It just seems then that there is no real way for me as a developer to transfer
all the accumulated knowledge I already have about AWS to your framework.
Looking through Architect's source, it actually seems as if everything is done
via the AWS Javascript SDK, which seems a bit ... odd, to say the least. I'd
even venture as far as saying it goes against the AWS Well Architected
Framework guidelines (1) (which recommends using CloudFormation).

> No auth support is false. We support session out of the box and you're free
> to impl any auth scheme of your choosing.

Apologies, I couldn't find any mention in the docs. I meant more in terms of
using an AWS service such as Cognito Federated Identities, and in terms of
protecting API routes with either AWS_IAM, API keys or Cognito Authorizers.

> CORS could be implemented in the file format....

An Architect project deployment is not exactly repeatable if I still have to
go to the Web Console to enable CORS now, is it?

> Magic folders!

- ENTRIES SUPPLIED -
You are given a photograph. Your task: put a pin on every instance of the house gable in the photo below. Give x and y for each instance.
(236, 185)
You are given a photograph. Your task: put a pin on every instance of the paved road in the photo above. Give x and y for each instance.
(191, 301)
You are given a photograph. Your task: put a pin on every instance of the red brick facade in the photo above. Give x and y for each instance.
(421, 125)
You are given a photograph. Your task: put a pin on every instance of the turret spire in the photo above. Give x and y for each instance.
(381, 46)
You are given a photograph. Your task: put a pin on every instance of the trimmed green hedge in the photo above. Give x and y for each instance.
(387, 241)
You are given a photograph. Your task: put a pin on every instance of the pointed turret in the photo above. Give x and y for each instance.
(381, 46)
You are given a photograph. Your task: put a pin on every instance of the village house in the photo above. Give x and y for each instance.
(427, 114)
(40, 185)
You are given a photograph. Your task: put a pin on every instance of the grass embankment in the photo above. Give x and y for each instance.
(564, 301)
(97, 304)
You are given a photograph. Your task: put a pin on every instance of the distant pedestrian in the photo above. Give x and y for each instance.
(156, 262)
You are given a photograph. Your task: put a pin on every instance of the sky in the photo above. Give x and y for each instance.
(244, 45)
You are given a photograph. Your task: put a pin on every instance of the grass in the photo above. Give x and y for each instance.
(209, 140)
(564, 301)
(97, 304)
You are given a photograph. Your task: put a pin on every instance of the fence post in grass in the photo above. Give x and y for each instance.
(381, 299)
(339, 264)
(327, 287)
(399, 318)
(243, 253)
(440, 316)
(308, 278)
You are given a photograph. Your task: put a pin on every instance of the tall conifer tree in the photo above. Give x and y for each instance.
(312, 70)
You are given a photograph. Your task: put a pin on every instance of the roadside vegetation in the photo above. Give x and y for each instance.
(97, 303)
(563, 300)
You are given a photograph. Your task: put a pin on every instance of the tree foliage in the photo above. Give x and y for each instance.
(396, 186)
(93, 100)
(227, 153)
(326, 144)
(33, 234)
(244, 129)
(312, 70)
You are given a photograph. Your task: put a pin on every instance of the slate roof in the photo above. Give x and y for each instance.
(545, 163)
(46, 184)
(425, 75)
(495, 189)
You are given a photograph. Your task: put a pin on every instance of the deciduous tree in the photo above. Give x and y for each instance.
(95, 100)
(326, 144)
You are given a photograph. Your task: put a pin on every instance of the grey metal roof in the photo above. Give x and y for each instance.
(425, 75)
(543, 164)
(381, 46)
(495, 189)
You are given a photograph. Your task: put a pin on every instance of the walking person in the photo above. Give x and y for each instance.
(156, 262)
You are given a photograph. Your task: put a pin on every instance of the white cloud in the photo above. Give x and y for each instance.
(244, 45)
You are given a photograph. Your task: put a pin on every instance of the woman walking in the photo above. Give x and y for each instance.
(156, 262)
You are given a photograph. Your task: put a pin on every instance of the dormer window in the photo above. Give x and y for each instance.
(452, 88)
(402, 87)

- EXERCISE INSTRUCTIONS -
[a] Please say whether each statement agrees with the thread about Architect and AWS, answering yes or no and quoting the words of the thread that decide it.
(i) The writer found that Architect does everything through the AWS Javascript SDK.
(ii) The writer says the AWS Well Architected Framework guidelines recommend using the Web Console.
(iii) The reply claims that session support comes out of the box.
[b] Carry on the thread about Architect and AWS from its final line, keeping the voice of the writer who is replying to the quoted points.
The listing has no connection to the thread about Architect and AWS.

- RESULTS -
[a]
(i) Yes: "it actually seems as if everything is done via the AWS Javascript SDK"
(ii) No: "(which recommends using CloudFormation)"
(iii) Yes: "We support session out of the box"

[b]
I personally would prefer either my project's root `node_modules` or a Webpack
bundle be deployed, over which I have some measure of control. Node already
has a hard enough time with its resolution algorithms, must we add to the
madness?

> Serverless framework is an abstraction that is easily as verbose as CF

I can't agree with you on Serverless being as verbose as CloudFormation, and I
think you should know better as someone who has dealt with the complexity of
setting up API Gateway programatically.

> but I'm not interested in comparing to it because we have different goals.

I think the comparisons are fair - both Architect and Serverless claim to be
"Serverless frameworks". I could be in the minority though.

> Serverless is an abstraction between clouds. If mulitcloud is your goal: use
> Serverless.

I mean... you're not wrong, but that's grossly oversimplifying it. I've
personally added support for Serverless AWS projects to allow hooking up
Lambdas to Cognito User Pool triggers. That's a pretty solid AWS-only use-
case, that likely isn't available on other cloud platforms (or at least, I
never implemented it for them).

> SAM is a flavor of CF which is def less verbose but still very vendor
> specific and …wordy.

Well, isn't Architect vendor-specific as well?

> This isn't a 'pet framework of the month'. I do take mild offense to that.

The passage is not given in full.